Two cases of mountain waves, rotors, and the associated turbulence in the lee of the Medicine Bow Mountains in southeastern Wyoming are investigated in a two-part study using aircraft observations and numerical simulations. In Part I, observations from in situ instruments and high-resolution cloud radar on board the University of Wyoming King Air aircraft are presented and analyzed. Measurements from the radar compose the first direct observations of wave-induced boundary layer separation.

The data from these two events show some striking similarities but also significant differences. In both cases, rotors were observed; yet one looks like a classical lee-wave rotor, while the other resembles an atmospheric hydraulic jump with midtropospheric gravity wave breaking aloft. High-resolution (30 × 30 m2) dual-Doppler syntheses of the two-dimensional velocity fields in the vertical plane beneath the aircraft reveal the boundary layer separation, the scale and structure of the attendant rotors, and downslope windstorms. In the stronger of the two events, near-surface winds upwind of the boundary layer separation reached 35 m s−1, and vertical winds were in excess of 10 m s−1. Moderate to strong turbulence was observed within and downstream of these regions. In both cases, the rotor extended horizontally 5–10 km and vertically 2–2.5 km. Horizontal vorticity within the rotor zone reached 0.2 s−1. Several subrotors from 500 to 1000 m in diameter were identified inside the main rotor in one of the cases.

Part II presents a modeling study and investigates the kinematic structure and the dynamic evolution of these two events.

[DATASET EXCERPTS]
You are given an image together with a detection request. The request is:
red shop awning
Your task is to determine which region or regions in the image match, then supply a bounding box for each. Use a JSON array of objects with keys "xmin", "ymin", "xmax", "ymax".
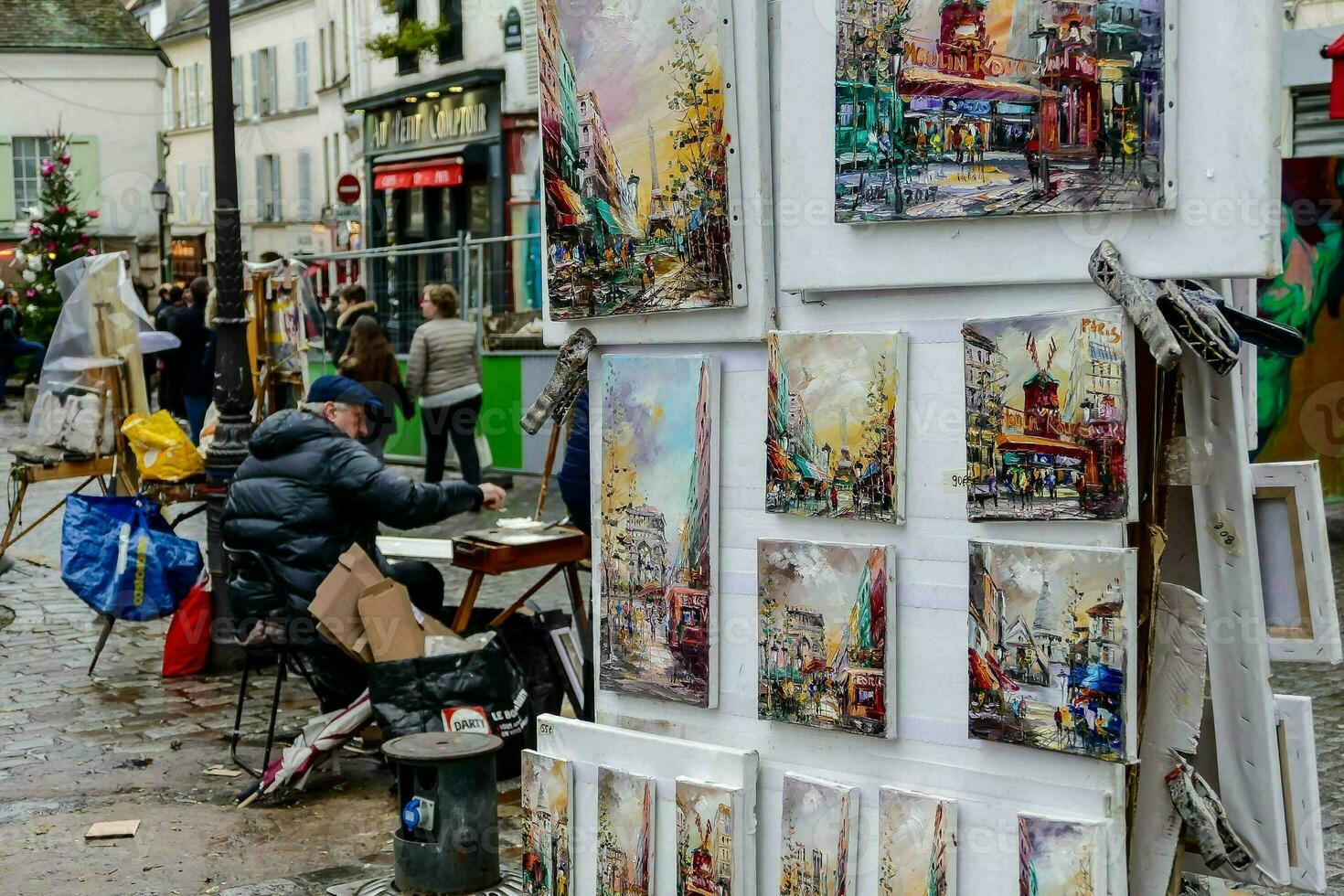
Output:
[{"xmin": 374, "ymin": 158, "xmax": 463, "ymax": 189}]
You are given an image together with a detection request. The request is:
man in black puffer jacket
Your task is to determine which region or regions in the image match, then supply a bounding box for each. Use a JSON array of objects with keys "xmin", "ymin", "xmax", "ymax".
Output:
[{"xmin": 223, "ymin": 376, "xmax": 506, "ymax": 709}]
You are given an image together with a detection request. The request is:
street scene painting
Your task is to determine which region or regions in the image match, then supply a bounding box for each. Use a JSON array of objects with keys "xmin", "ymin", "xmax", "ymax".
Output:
[
  {"xmin": 538, "ymin": 0, "xmax": 744, "ymax": 320},
  {"xmin": 676, "ymin": 778, "xmax": 737, "ymax": 896},
  {"xmin": 757, "ymin": 539, "xmax": 890, "ymax": 738},
  {"xmin": 1018, "ymin": 816, "xmax": 1107, "ymax": 896},
  {"xmin": 961, "ymin": 307, "xmax": 1130, "ymax": 521},
  {"xmin": 780, "ymin": 773, "xmax": 860, "ymax": 896},
  {"xmin": 835, "ymin": 0, "xmax": 1170, "ymax": 223},
  {"xmin": 967, "ymin": 541, "xmax": 1137, "ymax": 762},
  {"xmin": 521, "ymin": 750, "xmax": 574, "ymax": 896},
  {"xmin": 766, "ymin": 330, "xmax": 906, "ymax": 523},
  {"xmin": 878, "ymin": 787, "xmax": 957, "ymax": 896},
  {"xmin": 597, "ymin": 765, "xmax": 657, "ymax": 896},
  {"xmin": 598, "ymin": 355, "xmax": 718, "ymax": 707}
]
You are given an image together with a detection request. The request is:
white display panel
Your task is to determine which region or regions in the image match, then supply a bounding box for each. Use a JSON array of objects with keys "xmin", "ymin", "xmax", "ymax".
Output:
[
  {"xmin": 589, "ymin": 278, "xmax": 1126, "ymax": 896},
  {"xmin": 773, "ymin": 0, "xmax": 1279, "ymax": 291}
]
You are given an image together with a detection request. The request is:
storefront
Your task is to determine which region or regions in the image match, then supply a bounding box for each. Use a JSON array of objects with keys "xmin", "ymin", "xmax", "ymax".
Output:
[{"xmin": 357, "ymin": 69, "xmax": 509, "ymax": 350}]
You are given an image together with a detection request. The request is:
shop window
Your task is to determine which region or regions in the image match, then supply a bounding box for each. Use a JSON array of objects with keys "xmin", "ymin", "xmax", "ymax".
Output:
[{"xmin": 438, "ymin": 0, "xmax": 463, "ymax": 62}]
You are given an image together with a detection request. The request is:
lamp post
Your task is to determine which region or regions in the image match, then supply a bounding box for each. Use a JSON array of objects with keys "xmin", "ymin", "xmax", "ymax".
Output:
[
  {"xmin": 206, "ymin": 0, "xmax": 252, "ymax": 670},
  {"xmin": 149, "ymin": 177, "xmax": 172, "ymax": 283}
]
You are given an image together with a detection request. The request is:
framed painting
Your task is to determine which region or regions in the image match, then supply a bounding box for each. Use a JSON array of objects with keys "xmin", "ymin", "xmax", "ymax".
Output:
[
  {"xmin": 597, "ymin": 765, "xmax": 657, "ymax": 896},
  {"xmin": 538, "ymin": 0, "xmax": 746, "ymax": 320},
  {"xmin": 967, "ymin": 541, "xmax": 1138, "ymax": 762},
  {"xmin": 597, "ymin": 355, "xmax": 718, "ymax": 707},
  {"xmin": 780, "ymin": 773, "xmax": 860, "ymax": 896},
  {"xmin": 961, "ymin": 307, "xmax": 1135, "ymax": 521},
  {"xmin": 835, "ymin": 0, "xmax": 1170, "ymax": 224},
  {"xmin": 766, "ymin": 330, "xmax": 907, "ymax": 523},
  {"xmin": 521, "ymin": 750, "xmax": 574, "ymax": 895},
  {"xmin": 1252, "ymin": 461, "xmax": 1344, "ymax": 664},
  {"xmin": 878, "ymin": 787, "xmax": 957, "ymax": 896},
  {"xmin": 757, "ymin": 539, "xmax": 892, "ymax": 738},
  {"xmin": 1018, "ymin": 816, "xmax": 1110, "ymax": 896}
]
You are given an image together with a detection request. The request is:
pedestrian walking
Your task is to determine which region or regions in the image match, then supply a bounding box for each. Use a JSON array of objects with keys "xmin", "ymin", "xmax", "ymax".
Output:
[
  {"xmin": 338, "ymin": 317, "xmax": 415, "ymax": 459},
  {"xmin": 168, "ymin": 277, "xmax": 215, "ymax": 444},
  {"xmin": 406, "ymin": 283, "xmax": 484, "ymax": 485},
  {"xmin": 329, "ymin": 283, "xmax": 378, "ymax": 367},
  {"xmin": 0, "ymin": 289, "xmax": 47, "ymax": 410}
]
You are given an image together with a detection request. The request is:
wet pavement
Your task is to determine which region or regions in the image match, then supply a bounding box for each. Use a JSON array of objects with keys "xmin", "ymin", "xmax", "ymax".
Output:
[{"xmin": 0, "ymin": 414, "xmax": 575, "ymax": 896}]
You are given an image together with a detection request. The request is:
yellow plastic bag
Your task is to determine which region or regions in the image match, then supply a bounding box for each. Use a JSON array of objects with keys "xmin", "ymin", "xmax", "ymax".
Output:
[{"xmin": 121, "ymin": 411, "xmax": 206, "ymax": 482}]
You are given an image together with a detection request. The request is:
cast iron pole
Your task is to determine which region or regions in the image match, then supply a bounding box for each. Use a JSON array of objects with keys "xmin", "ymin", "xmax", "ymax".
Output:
[{"xmin": 206, "ymin": 0, "xmax": 252, "ymax": 669}]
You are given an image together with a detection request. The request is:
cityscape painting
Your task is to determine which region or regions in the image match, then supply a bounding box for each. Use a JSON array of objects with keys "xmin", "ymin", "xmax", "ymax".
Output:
[
  {"xmin": 597, "ymin": 765, "xmax": 657, "ymax": 896},
  {"xmin": 878, "ymin": 787, "xmax": 957, "ymax": 896},
  {"xmin": 676, "ymin": 778, "xmax": 750, "ymax": 896},
  {"xmin": 597, "ymin": 355, "xmax": 718, "ymax": 707},
  {"xmin": 1018, "ymin": 816, "xmax": 1107, "ymax": 896},
  {"xmin": 757, "ymin": 540, "xmax": 890, "ymax": 738},
  {"xmin": 538, "ymin": 0, "xmax": 740, "ymax": 320},
  {"xmin": 835, "ymin": 0, "xmax": 1170, "ymax": 223},
  {"xmin": 521, "ymin": 750, "xmax": 574, "ymax": 896},
  {"xmin": 780, "ymin": 773, "xmax": 860, "ymax": 896},
  {"xmin": 967, "ymin": 541, "xmax": 1137, "ymax": 762},
  {"xmin": 766, "ymin": 330, "xmax": 906, "ymax": 523},
  {"xmin": 961, "ymin": 307, "xmax": 1130, "ymax": 521}
]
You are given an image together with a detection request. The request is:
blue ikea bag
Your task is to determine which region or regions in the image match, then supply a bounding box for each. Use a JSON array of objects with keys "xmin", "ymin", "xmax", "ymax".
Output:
[{"xmin": 60, "ymin": 495, "xmax": 203, "ymax": 622}]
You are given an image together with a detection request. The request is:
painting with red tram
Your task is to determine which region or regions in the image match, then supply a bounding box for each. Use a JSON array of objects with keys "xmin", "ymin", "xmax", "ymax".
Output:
[
  {"xmin": 963, "ymin": 307, "xmax": 1132, "ymax": 521},
  {"xmin": 835, "ymin": 0, "xmax": 1169, "ymax": 223}
]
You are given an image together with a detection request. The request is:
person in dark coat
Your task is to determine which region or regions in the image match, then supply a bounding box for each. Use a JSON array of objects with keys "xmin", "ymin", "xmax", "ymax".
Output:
[
  {"xmin": 168, "ymin": 277, "xmax": 215, "ymax": 444},
  {"xmin": 223, "ymin": 376, "xmax": 506, "ymax": 709}
]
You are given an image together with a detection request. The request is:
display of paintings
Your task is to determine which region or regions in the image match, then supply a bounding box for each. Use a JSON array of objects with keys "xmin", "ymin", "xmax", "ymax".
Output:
[
  {"xmin": 963, "ymin": 307, "xmax": 1130, "ymax": 521},
  {"xmin": 523, "ymin": 750, "xmax": 574, "ymax": 896},
  {"xmin": 878, "ymin": 787, "xmax": 957, "ymax": 896},
  {"xmin": 597, "ymin": 765, "xmax": 657, "ymax": 896},
  {"xmin": 597, "ymin": 355, "xmax": 718, "ymax": 707},
  {"xmin": 1018, "ymin": 816, "xmax": 1107, "ymax": 896},
  {"xmin": 835, "ymin": 0, "xmax": 1169, "ymax": 223},
  {"xmin": 780, "ymin": 773, "xmax": 859, "ymax": 896},
  {"xmin": 538, "ymin": 0, "xmax": 741, "ymax": 320},
  {"xmin": 676, "ymin": 778, "xmax": 737, "ymax": 896},
  {"xmin": 757, "ymin": 539, "xmax": 891, "ymax": 738},
  {"xmin": 967, "ymin": 541, "xmax": 1137, "ymax": 762},
  {"xmin": 766, "ymin": 330, "xmax": 906, "ymax": 523}
]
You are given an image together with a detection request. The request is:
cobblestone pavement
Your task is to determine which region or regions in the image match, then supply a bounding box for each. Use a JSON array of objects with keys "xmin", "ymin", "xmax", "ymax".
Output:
[{"xmin": 0, "ymin": 415, "xmax": 569, "ymax": 896}]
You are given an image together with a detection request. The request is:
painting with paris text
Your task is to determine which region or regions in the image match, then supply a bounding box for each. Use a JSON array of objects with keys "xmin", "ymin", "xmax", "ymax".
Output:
[
  {"xmin": 538, "ymin": 0, "xmax": 746, "ymax": 320},
  {"xmin": 597, "ymin": 355, "xmax": 718, "ymax": 707},
  {"xmin": 961, "ymin": 307, "xmax": 1133, "ymax": 521},
  {"xmin": 966, "ymin": 541, "xmax": 1138, "ymax": 762},
  {"xmin": 835, "ymin": 0, "xmax": 1172, "ymax": 223}
]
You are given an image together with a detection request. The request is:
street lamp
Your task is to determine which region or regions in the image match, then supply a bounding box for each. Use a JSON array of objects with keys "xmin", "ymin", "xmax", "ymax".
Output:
[{"xmin": 149, "ymin": 177, "xmax": 172, "ymax": 283}]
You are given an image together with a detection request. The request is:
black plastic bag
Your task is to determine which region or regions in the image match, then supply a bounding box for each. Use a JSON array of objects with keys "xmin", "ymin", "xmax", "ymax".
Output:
[{"xmin": 364, "ymin": 636, "xmax": 535, "ymax": 781}]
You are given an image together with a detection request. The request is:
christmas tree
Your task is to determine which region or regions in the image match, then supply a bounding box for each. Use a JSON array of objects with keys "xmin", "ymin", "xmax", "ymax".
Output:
[{"xmin": 15, "ymin": 133, "xmax": 98, "ymax": 341}]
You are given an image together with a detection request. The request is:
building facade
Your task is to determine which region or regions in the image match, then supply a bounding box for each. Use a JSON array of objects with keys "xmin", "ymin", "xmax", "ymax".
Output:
[{"xmin": 0, "ymin": 0, "xmax": 166, "ymax": 283}]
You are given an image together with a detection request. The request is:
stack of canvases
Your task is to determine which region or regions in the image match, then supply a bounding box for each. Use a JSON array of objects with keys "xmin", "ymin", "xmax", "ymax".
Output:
[{"xmin": 523, "ymin": 0, "xmax": 1188, "ymax": 896}]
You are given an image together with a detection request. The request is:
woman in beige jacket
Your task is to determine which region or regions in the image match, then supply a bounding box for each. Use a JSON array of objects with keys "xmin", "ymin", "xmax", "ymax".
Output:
[{"xmin": 406, "ymin": 283, "xmax": 484, "ymax": 485}]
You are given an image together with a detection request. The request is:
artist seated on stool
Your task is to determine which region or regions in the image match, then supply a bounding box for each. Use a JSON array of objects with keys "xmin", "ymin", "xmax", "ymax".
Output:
[{"xmin": 223, "ymin": 376, "xmax": 506, "ymax": 710}]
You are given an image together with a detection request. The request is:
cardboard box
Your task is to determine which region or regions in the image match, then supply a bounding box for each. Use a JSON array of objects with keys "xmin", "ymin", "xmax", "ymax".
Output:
[
  {"xmin": 358, "ymin": 579, "xmax": 453, "ymax": 662},
  {"xmin": 308, "ymin": 544, "xmax": 384, "ymax": 662}
]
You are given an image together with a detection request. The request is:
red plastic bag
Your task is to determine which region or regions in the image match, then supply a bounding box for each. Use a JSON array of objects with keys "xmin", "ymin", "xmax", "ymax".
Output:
[{"xmin": 164, "ymin": 575, "xmax": 212, "ymax": 678}]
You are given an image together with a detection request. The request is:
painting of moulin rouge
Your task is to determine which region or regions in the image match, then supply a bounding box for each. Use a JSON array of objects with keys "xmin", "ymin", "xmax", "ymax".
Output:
[
  {"xmin": 598, "ymin": 355, "xmax": 717, "ymax": 707},
  {"xmin": 538, "ymin": 0, "xmax": 737, "ymax": 320},
  {"xmin": 835, "ymin": 0, "xmax": 1165, "ymax": 223},
  {"xmin": 757, "ymin": 540, "xmax": 887, "ymax": 738},
  {"xmin": 766, "ymin": 332, "xmax": 906, "ymax": 523},
  {"xmin": 967, "ymin": 541, "xmax": 1136, "ymax": 762},
  {"xmin": 963, "ymin": 307, "xmax": 1129, "ymax": 520}
]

[TASK SET]
1. Reproduce the part of the mountain-wave abstract between "Two cases of" and "boundary layer separation.", inclusive.
2. According to the mountain-wave abstract, how far did the rotor extend horizontally and vertically in both cases?
The listing is separate material and stands apart from the mountain-wave abstract.

[ANSWERS BY ITEM NUMBER]
1.
Two cases of mountain waves, rotors, and the associated turbulence in the lee of the Medicine Bow Mountains in southeastern Wyoming are investigated in a two-part study using aircraft observations and numerical simulations. In Part I, observations from in situ instruments and high-resolution cloud radar on board the University of Wyoming King Air aircraft are presented and analyzed. Measurements from the radar compose the first direct observations of wave-induced boundary layer separation.

2. It extended 5–10 km horizontally and 2–2.5 km vertically.